**Activity**
Print the lines that run from the line with "Target: wire mesh net" to the line with "sample | [203, 308]", keeping both end lines, exactly as they appear in the entries below, and nothing else.
Segment Start: Records supplied
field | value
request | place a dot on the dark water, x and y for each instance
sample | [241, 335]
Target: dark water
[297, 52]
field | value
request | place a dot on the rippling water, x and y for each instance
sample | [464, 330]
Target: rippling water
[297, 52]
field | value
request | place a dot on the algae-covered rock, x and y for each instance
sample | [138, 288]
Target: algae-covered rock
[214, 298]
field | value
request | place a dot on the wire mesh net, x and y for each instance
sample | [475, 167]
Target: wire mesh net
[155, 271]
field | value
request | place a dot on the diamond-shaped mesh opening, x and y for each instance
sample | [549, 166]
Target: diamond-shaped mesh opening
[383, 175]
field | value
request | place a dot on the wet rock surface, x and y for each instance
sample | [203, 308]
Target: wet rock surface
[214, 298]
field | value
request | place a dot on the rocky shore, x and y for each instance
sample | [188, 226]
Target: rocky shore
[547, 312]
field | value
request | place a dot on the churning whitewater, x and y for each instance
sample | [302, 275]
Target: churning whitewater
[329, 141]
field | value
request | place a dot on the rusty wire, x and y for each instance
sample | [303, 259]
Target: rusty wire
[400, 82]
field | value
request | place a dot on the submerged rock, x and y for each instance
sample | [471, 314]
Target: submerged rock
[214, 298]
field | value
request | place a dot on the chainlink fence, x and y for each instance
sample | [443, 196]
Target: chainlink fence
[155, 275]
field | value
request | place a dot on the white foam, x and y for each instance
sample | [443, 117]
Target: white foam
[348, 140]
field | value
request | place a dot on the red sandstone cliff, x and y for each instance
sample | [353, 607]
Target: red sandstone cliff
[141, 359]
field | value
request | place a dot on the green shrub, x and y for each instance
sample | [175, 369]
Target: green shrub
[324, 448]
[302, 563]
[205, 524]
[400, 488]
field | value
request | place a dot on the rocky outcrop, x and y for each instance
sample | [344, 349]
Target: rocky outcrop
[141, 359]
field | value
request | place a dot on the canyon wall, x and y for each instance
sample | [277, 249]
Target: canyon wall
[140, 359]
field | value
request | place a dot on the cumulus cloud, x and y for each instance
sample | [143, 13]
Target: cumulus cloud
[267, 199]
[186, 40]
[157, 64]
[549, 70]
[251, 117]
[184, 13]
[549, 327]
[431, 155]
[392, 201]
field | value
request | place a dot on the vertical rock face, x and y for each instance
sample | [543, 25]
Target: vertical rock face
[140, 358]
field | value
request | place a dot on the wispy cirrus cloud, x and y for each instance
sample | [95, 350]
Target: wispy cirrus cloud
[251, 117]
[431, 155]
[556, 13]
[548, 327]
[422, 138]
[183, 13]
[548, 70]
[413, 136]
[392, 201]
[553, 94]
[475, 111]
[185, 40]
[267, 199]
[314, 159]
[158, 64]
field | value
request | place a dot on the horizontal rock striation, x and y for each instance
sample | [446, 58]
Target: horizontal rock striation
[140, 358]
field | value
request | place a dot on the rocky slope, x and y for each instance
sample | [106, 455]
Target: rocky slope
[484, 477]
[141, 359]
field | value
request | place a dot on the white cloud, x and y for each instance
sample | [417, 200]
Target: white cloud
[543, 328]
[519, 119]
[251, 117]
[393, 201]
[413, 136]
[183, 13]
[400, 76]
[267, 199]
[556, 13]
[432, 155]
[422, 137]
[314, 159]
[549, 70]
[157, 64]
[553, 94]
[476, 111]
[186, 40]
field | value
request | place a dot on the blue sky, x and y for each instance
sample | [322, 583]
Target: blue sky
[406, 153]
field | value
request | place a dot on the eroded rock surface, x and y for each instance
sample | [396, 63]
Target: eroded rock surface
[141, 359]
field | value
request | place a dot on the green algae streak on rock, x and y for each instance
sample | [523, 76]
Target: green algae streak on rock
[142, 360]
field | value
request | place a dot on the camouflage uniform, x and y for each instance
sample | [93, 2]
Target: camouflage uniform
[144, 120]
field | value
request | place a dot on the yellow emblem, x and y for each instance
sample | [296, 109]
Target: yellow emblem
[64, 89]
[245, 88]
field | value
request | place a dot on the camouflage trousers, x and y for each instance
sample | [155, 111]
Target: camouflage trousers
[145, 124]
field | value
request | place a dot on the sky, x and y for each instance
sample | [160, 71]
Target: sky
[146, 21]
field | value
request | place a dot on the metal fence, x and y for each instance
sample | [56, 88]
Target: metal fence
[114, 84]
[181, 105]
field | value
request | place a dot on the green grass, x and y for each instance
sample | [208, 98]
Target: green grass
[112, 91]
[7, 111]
Segment End: Records supplied
Segment Start: Records supplied
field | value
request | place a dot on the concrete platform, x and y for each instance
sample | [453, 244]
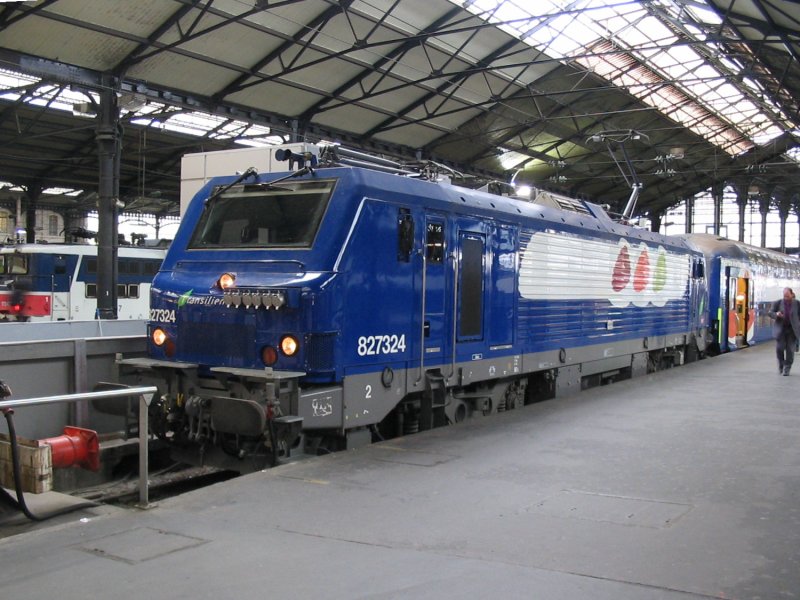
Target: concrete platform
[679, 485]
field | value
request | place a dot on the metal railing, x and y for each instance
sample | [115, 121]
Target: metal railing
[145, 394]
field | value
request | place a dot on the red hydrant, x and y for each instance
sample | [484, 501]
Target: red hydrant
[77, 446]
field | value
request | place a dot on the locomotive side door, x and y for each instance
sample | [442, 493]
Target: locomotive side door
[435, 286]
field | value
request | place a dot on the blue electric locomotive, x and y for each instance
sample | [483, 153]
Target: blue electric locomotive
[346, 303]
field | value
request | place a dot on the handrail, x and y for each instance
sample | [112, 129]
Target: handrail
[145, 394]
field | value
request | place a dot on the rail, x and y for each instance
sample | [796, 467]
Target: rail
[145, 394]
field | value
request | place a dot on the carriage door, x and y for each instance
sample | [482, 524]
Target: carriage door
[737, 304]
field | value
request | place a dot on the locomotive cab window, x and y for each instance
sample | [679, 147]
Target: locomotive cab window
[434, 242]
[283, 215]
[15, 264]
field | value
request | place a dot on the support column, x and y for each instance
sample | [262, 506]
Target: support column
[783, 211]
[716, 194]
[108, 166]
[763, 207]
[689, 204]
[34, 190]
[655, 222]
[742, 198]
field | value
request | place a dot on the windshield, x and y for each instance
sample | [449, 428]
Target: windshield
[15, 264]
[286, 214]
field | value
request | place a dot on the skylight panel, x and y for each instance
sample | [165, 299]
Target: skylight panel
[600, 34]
Segment End: Records supplied
**Answer section**
Target: wire mesh net
[155, 271]
field | value
request | place a dot on the diamond-shaped mesh opening, x and y for each instance
sample | [549, 166]
Target: diamond-shaped mesh opening
[383, 175]
field | value
request | place a dot on the wet rock surface, x and y for each instance
sample | [203, 308]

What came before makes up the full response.